▶ **TASK GOAL**: Rewrite all of the lines below with "locate" swapped for "find" wherever it occurs, keeping everything else the same.

Excerpts of labeled region data
---------------
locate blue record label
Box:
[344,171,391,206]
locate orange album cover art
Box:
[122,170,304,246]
---------------
▶ **THE RESULT**:
find blue record label
Box:
[344,171,391,206]
find orange album cover art
Box:
[122,170,304,246]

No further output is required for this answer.